# WHAT TO PRODUCE:
Please list every line in the material below that contains the word "blue", copying each matching line in full. Case counts.

# A block of data:

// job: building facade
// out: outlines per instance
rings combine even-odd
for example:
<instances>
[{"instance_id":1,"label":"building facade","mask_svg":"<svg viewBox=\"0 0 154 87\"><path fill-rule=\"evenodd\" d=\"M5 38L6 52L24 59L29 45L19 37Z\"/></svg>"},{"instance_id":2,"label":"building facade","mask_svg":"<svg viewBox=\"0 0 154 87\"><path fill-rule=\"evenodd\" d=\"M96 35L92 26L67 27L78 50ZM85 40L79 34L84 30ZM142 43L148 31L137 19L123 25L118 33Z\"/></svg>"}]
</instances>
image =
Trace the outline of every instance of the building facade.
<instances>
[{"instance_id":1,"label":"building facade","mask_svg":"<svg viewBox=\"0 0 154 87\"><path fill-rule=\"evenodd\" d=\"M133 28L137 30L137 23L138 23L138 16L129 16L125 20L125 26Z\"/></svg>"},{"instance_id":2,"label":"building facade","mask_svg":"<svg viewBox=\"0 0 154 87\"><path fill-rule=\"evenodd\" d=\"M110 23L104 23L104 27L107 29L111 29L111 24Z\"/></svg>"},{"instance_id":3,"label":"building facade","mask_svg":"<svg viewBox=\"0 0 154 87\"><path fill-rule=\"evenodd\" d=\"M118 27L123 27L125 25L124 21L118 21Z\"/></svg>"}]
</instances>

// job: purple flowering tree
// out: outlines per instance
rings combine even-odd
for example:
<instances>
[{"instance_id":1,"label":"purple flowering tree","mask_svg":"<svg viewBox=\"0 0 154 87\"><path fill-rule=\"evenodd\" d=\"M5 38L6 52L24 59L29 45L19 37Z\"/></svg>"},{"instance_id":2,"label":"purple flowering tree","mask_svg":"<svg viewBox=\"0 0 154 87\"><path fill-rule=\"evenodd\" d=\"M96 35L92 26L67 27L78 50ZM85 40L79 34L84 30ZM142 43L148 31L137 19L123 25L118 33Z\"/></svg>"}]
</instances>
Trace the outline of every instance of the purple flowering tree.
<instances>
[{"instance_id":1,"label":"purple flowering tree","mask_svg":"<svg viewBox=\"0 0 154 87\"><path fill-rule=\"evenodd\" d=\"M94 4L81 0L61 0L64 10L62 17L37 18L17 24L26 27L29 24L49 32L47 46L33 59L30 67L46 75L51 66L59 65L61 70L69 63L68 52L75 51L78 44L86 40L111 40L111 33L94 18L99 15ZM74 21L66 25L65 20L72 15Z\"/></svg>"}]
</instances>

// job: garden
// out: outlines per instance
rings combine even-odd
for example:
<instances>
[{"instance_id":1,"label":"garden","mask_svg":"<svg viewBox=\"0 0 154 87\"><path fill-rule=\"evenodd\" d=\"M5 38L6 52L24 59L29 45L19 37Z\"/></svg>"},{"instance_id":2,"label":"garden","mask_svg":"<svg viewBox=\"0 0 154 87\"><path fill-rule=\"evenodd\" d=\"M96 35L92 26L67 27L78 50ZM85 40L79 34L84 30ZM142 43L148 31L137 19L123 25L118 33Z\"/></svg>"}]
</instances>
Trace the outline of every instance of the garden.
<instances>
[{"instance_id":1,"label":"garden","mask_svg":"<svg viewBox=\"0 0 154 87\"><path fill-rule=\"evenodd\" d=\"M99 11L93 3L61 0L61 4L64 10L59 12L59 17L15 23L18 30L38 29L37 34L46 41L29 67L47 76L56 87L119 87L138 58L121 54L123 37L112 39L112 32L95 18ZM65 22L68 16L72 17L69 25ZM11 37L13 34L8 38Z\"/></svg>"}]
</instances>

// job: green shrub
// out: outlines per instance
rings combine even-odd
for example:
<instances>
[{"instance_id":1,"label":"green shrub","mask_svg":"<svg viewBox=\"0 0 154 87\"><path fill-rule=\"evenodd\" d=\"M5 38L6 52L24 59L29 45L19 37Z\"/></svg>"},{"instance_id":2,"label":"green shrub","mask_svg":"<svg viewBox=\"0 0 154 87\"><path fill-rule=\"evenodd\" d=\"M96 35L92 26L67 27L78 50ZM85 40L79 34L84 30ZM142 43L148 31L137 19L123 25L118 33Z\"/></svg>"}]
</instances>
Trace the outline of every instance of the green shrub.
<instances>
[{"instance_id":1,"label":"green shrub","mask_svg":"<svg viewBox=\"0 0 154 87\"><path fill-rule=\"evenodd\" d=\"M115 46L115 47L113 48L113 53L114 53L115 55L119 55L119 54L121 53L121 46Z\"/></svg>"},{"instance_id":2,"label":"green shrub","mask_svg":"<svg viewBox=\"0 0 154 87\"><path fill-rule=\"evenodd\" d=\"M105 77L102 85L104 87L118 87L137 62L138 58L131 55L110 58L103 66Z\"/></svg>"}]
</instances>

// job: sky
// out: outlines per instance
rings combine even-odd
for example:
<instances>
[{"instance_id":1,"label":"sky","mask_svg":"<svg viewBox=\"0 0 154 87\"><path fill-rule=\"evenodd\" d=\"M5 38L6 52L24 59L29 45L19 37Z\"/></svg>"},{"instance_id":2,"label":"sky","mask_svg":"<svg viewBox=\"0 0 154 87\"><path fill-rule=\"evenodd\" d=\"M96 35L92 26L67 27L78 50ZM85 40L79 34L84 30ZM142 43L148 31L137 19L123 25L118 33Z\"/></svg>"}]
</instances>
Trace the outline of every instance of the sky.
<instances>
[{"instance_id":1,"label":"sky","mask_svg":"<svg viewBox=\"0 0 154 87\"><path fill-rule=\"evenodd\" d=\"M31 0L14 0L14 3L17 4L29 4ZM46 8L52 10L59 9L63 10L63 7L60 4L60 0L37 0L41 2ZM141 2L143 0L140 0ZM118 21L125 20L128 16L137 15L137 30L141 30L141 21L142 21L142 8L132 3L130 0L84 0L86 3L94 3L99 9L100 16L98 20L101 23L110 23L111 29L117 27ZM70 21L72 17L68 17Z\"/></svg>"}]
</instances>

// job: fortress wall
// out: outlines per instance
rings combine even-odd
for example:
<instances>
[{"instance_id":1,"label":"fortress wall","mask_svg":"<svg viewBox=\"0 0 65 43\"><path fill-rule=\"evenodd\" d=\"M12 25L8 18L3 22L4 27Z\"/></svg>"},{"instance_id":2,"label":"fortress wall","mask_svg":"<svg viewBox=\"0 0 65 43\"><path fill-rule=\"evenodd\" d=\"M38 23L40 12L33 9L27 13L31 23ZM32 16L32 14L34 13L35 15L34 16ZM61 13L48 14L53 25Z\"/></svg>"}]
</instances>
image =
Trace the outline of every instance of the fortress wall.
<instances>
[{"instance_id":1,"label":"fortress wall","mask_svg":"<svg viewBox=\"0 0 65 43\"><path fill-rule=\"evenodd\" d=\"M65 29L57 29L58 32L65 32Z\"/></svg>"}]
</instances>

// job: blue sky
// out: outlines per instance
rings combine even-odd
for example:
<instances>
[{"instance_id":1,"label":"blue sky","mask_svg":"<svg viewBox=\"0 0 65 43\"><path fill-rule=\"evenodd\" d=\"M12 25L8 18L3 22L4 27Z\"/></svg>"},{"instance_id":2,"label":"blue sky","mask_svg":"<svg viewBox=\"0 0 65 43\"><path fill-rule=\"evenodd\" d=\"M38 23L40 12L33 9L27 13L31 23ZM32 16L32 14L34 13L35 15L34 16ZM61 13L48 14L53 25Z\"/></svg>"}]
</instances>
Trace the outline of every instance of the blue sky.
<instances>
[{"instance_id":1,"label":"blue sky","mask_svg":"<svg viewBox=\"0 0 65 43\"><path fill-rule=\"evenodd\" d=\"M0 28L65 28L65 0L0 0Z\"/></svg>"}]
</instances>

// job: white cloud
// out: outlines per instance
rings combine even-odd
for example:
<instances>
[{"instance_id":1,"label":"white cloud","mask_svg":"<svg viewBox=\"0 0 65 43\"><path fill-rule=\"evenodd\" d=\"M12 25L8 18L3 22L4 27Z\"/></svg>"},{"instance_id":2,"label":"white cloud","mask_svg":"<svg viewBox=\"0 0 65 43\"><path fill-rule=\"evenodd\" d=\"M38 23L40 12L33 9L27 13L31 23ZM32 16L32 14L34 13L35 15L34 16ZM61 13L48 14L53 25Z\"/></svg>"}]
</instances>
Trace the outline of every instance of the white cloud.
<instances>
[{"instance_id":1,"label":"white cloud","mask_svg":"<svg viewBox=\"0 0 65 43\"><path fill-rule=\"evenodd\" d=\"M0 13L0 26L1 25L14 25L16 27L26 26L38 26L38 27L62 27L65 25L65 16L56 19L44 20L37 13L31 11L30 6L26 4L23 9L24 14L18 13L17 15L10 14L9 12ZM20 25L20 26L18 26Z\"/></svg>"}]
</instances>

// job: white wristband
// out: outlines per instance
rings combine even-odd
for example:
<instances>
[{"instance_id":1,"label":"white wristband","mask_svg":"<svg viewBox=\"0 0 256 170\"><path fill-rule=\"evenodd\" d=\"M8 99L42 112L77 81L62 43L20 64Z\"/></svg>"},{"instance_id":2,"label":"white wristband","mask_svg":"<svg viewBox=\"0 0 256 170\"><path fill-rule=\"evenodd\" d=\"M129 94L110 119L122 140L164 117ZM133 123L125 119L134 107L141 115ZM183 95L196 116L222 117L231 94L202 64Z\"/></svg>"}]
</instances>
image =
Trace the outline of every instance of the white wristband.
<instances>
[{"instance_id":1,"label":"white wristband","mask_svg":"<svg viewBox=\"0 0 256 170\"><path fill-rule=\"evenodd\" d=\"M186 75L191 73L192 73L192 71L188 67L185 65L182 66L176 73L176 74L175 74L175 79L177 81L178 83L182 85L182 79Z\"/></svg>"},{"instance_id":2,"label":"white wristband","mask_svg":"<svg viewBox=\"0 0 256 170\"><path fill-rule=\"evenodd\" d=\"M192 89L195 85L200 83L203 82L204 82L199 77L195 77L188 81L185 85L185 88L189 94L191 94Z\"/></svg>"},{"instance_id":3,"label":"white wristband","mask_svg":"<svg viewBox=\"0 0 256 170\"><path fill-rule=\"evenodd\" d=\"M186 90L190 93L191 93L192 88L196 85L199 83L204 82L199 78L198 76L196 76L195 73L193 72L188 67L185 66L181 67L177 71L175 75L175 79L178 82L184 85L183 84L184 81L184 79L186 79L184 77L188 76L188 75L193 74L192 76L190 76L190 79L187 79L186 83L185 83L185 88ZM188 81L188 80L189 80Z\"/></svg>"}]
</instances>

# WRITTEN ANSWER:
// job: blue sky
[{"instance_id":1,"label":"blue sky","mask_svg":"<svg viewBox=\"0 0 65 43\"><path fill-rule=\"evenodd\" d=\"M12 25L8 18L3 22L4 27Z\"/></svg>"},{"instance_id":2,"label":"blue sky","mask_svg":"<svg viewBox=\"0 0 65 43\"><path fill-rule=\"evenodd\" d=\"M38 23L40 12L33 9L27 13L31 23ZM32 16L32 14L34 13L35 15L34 16ZM61 13L48 14L53 25Z\"/></svg>"}]
Trace the outline of every instance of the blue sky.
[{"instance_id":1,"label":"blue sky","mask_svg":"<svg viewBox=\"0 0 65 43\"><path fill-rule=\"evenodd\" d=\"M0 28L65 28L65 0L0 0Z\"/></svg>"}]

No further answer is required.